Stated problem
Change every "Target" in the records below to "Label", keep everything else the same, and leave the pictures out of your answer.

Material for this exercise
--

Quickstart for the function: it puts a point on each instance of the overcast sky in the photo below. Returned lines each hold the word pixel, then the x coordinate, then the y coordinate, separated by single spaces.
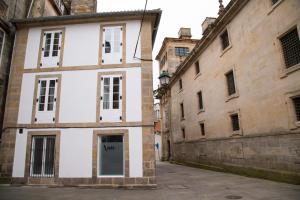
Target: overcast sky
pixel 176 14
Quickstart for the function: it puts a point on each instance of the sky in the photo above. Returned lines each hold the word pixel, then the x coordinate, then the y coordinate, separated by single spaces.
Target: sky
pixel 175 14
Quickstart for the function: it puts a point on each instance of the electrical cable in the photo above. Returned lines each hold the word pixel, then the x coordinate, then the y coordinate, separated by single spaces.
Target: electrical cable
pixel 137 42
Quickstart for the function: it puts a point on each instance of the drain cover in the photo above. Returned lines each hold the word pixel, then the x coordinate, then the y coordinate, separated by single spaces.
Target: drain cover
pixel 233 197
pixel 177 187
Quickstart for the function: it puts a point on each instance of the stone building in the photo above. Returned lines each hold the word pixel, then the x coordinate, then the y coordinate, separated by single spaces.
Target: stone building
pixel 79 107
pixel 234 101
pixel 19 9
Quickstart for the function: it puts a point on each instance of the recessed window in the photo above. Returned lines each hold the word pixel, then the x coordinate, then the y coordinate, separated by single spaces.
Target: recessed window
pixel 235 122
pixel 296 102
pixel 200 100
pixel 197 67
pixel 230 83
pixel 181 51
pixel 291 48
pixel 202 128
pixel 111 155
pixel 42 156
pixel 182 110
pixel 225 39
pixel 180 84
pixel 183 132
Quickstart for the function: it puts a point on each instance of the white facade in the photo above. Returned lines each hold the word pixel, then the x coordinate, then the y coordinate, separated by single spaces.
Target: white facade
pixel 76 94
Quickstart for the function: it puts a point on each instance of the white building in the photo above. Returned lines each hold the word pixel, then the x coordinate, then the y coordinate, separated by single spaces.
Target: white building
pixel 80 100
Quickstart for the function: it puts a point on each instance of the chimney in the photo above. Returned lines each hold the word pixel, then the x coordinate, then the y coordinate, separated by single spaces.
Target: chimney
pixel 207 23
pixel 83 7
pixel 184 33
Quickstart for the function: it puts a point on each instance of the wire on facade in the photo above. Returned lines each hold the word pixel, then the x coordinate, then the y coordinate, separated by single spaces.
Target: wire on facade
pixel 137 42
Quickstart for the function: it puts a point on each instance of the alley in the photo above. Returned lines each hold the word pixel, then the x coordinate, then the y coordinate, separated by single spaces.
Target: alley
pixel 175 182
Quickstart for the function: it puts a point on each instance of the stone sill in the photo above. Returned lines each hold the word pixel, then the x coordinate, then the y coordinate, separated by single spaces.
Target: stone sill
pixel 286 71
pixel 275 6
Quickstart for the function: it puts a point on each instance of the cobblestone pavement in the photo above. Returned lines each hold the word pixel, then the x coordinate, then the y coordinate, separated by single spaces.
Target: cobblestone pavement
pixel 175 182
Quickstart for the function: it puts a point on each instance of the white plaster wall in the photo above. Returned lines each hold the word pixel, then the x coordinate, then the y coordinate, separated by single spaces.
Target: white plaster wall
pixel 134 95
pixel 132 32
pixel 135 152
pixel 32 48
pixel 26 101
pixel 78 97
pixel 81 45
pixel 20 154
pixel 76 153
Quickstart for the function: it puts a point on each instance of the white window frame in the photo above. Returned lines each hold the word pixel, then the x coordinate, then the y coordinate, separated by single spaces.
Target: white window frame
pixel 51 60
pixel 111 114
pixel 45 115
pixel 113 57
pixel 99 157
pixel 43 157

--

Solution to the problem
Quickstart for the function: it puts a point on each instance of the overcast sky in the photo below. Returned lines each hold the word pixel, then the x coordinate, then the y coordinate, separated by single spaces.
Label: overcast sky
pixel 176 14
Quickstart for the function: it puts a point on each instance of the sky in the photo above. Returned lines each hold the word pixel, then the x coordinate, then the y coordinate, separated by single spaces.
Label: sky
pixel 175 14
Quickstart for the function: it puts a point on each instance of the electrical cable in the photo above. Returned lines each hold the word pixel, then the x coordinate, then the y coordinate, separated by single spaces.
Label: electrical cable
pixel 137 42
Quickstart for the function: it puts a point on each instance of the drain cover in the photo above. Returned lines each hold the word pixel, then the x coordinate, then the y coordinate, separated by single spaces.
Label: drain cover
pixel 233 197
pixel 177 187
Quickstart for the function: it puts a point on each instance of the stone building in the photo above. Returned lines each hold the word pixel, then the x coordinate, then the y coordinate, separated by single spaces.
Label: stone building
pixel 79 107
pixel 234 101
pixel 19 9
Quickstart for the function: it puts a point on each instance of the recessed window in the photo above. Returned lines each hold the word pixel, then the x coordinate, then the y coordinate, separated by single spaces.
Label: recessed window
pixel 235 122
pixel 296 102
pixel 200 100
pixel 197 67
pixel 230 83
pixel 181 51
pixel 291 48
pixel 202 128
pixel 111 155
pixel 42 156
pixel 182 110
pixel 225 39
pixel 180 84
pixel 183 132
Quickstart for the function: it puts a point on each instance of the white facade in the photo above. Returned lines each hold the word pixel, then the x coordinate, then the y coordinate, separated by single spaces.
Label: white facade
pixel 76 94
Quickstart for the function: it puts a point on each instance of the white building in the photo above. Returned lines each hold the word pixel, then the x coordinate, then the y coordinate, separated by single spaces.
Label: white building
pixel 80 100
Quickstart for the function: it puts a point on each instance of the chimney in the photo above. Returned lines each hold the word pixel, then the x coordinate, then the y coordinate, separated by single spaces.
Label: chimney
pixel 207 23
pixel 83 7
pixel 184 33
Quickstart for the function: it puts a point on each instance of the wire on facade in the photo above. Returned lines each hold the word pixel, then the x coordinate, then the y coordinate, separated by single spaces.
Label: wire on facade
pixel 137 42
Quickstart for the function: it puts a point on each instance of the alley in the photo above. Returned lines each hold the word pixel, then the x coordinate, then the y coordinate, separated by single spaces.
Label: alley
pixel 175 182
Quickstart for the function: it puts a point on each instance of the stone sill in the photo above. Returned lines each hold the word pixel, then the x coordinate, then the y coordinate, separated by single spaces.
Label: stone sill
pixel 286 71
pixel 275 6
Quickstart for the function: it puts a point on each instance of the cobblestone pavement in the photo above. Returned lines each hold the word pixel, then the x coordinate, then the y coordinate, separated by single spaces.
Label: cobblestone pavement
pixel 175 182
Quickstart for the function: it puts a point on each instance of the white plaster wall in the photo above. Returned lines each hold the word pixel, then the x coordinate, then the y coordinate, separated by single spaces.
Label: white plaster wall
pixel 134 95
pixel 132 32
pixel 135 152
pixel 32 48
pixel 26 101
pixel 78 97
pixel 81 45
pixel 20 154
pixel 76 153
Quickstart for the function: it puts a point on each instance of the white window frame in the photo above. Returned lines each hold the word pixel, then the x coordinate, then the y coordinate, separated by single spaces.
Label: white window frame
pixel 51 60
pixel 111 114
pixel 45 115
pixel 113 57
pixel 99 157
pixel 43 157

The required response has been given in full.